■ **SELECTED PASSAGE**:
+===+

*Note: this blog post sits firmly at the intersection of management and data analysis, and it is most applicable for those who are trained in both subjects.*

One of the habits of a good manager is to vigilantly keep track of the risk that project deadlines will not be met. Managers worth their salt will make a list of all potential project risks, crossing risks off when they no longer apply, and adjusting the relative likelihood of each risk as new information is received. Even if this list is not openly shared with superiors, a deep understanding of potential risks is essential to completing a project on-time and on-budget.

Risk is defined as "*probability* times *consequence*". The *probability* of each risk refers to its likelihood of occurrence, which must be updated over the lifetime of the project. In the beginning of the project, when uncertainty reigns supreme, the typical risk might be high. As the final deadline nears, many risks may decrease or be eliminated. The *consequence* of the risk is evaluated in terms of its expected impact on the project deadline, usually in units of days or hours. It's expected for these probability and consequence values to be somewhat subjective, but they should be realistic assessments based on past experience.

+===+

■ **INFORMATION GIVEN**:
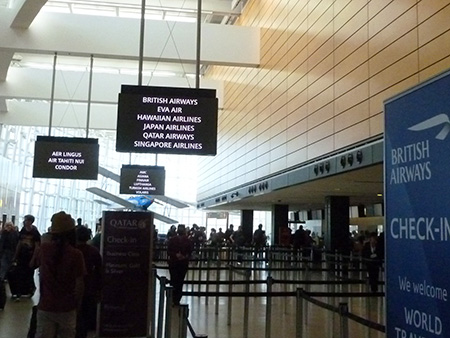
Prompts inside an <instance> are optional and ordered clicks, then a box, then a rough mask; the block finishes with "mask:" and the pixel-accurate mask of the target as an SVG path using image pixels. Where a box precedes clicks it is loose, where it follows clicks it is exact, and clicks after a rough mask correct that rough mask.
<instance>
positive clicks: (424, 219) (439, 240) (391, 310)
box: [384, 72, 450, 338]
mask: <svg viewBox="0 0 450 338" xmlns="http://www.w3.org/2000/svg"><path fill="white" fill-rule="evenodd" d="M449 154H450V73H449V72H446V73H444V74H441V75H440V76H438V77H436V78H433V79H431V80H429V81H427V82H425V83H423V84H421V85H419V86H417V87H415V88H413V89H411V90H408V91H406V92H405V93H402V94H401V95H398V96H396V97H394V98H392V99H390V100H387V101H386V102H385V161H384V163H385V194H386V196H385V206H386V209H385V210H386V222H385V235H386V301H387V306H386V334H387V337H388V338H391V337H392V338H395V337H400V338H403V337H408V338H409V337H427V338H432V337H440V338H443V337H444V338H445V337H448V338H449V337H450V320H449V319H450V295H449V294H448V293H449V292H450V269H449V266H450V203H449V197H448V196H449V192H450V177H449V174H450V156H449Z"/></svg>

+===+

■ **TASKS TO CARRY OUT**:
1) In the text on project risk, what units are usually used to evaluate a risk's consequence?
2) From the text on project risk, reproduce the part that begins at the words "One of the habits" and stops after the words "on-time and on-budget.".

■ **SOLUTIONS TO THE TASKS**:
1) Days or hours.

2)
One of the habits of a good manager is to vigilantly keep track of the risk that project deadlines will not be met. Managers worth their salt will make a list of all potential project risks, crossing risks off when they no longer apply, and adjusting the relative likelihood of each risk as new information is received. Even if this list is not openly shared with superiors, a deep understanding of potential risks is essential to completing a project on-time and on-budget.